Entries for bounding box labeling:
++++++++
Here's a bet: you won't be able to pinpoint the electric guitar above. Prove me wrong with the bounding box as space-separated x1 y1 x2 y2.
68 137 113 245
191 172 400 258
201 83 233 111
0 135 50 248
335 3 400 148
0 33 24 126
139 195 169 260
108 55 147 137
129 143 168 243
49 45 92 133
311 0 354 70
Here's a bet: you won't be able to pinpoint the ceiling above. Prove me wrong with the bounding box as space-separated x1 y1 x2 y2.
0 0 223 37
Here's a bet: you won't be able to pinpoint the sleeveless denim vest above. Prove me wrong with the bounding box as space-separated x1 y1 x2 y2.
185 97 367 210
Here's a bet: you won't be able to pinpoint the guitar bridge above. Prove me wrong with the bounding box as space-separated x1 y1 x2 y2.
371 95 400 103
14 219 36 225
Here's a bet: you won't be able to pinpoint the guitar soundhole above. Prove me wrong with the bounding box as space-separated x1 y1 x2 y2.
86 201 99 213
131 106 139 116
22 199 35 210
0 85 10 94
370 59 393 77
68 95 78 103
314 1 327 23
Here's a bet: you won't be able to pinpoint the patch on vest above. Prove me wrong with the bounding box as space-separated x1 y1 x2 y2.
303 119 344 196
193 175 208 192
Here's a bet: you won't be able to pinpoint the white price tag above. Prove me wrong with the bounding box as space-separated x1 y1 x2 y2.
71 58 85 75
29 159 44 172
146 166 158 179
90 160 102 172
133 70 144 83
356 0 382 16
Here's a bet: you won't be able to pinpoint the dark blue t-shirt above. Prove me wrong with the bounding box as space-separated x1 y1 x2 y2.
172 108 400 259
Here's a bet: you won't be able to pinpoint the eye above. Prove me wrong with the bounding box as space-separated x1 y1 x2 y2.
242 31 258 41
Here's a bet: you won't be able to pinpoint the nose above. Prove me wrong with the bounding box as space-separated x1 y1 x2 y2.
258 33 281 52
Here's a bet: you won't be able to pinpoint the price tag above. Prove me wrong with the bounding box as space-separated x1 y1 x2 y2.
++++++++
Write out the material above again, substituting "locate" for every occurrence of "pinpoint" and leaving all other text unchanged.

Here's a bet: you won't be able to locate the electric guitar above. Prove me wrong with the bounding box as space-separated x1 y1 x2 y2.
68 137 113 245
191 172 400 258
201 83 233 111
0 135 50 248
335 3 400 148
0 33 24 126
139 195 169 260
108 55 147 137
129 143 168 243
49 45 92 133
311 0 354 70
Here's a bet: you won't be able to locate the ceiling above. Prove me wrong with the bounding box as space-separated x1 y1 x2 y2.
0 0 223 37
Here's a bet: you won't be able to locate the sleeveless denim vest above. Prove me wrong with the bounding box as space-separated x1 y1 x2 y2.
185 97 367 210
Here's a bet: you won't be able to locate the guitar bridge above. Prove me wrong with the bounding box as space-separated x1 y1 x2 y2.
371 95 400 103
14 219 36 225
Here's a bet: you won't be able to locate the guitar soundhole above. Prove me wrong with the bounding box as space-separated x1 y1 x2 y2.
86 201 99 213
131 106 139 116
22 199 35 210
0 85 10 94
370 59 393 77
68 95 78 103
314 1 327 23
Here's a bet: you won't be able to locate the patch on vest above. Prove me wrong with the bounding box as space-separated x1 y1 x2 y2.
303 119 344 196
193 175 208 192
Here's a bet: you won't be able to locate the white price tag above. Prove me wrong with the bounding box as space-separated x1 y1 x2 y2.
71 58 85 75
29 159 44 172
146 166 158 179
90 160 102 172
133 70 144 83
356 0 382 16
Here's a bet: you won't be able to locate the dark blue t-shirt above. Prove me wrong with the bounding box as space-separated x1 y1 x2 y2.
172 108 400 259
Here's a bet: you won't be able to locate the eye above. Prove me wrong with the bounding box as space-separated x1 y1 x2 y2.
242 31 258 41
Here's a bet: you won't be able to locate the nose above. Prove me wrong with the bounding box as space-separated x1 y1 x2 y2.
258 33 281 52
Here's a bet: you won't be able to locate the price tag above. Prove me wrong with the bounding box as space-separated x1 y1 x2 y2.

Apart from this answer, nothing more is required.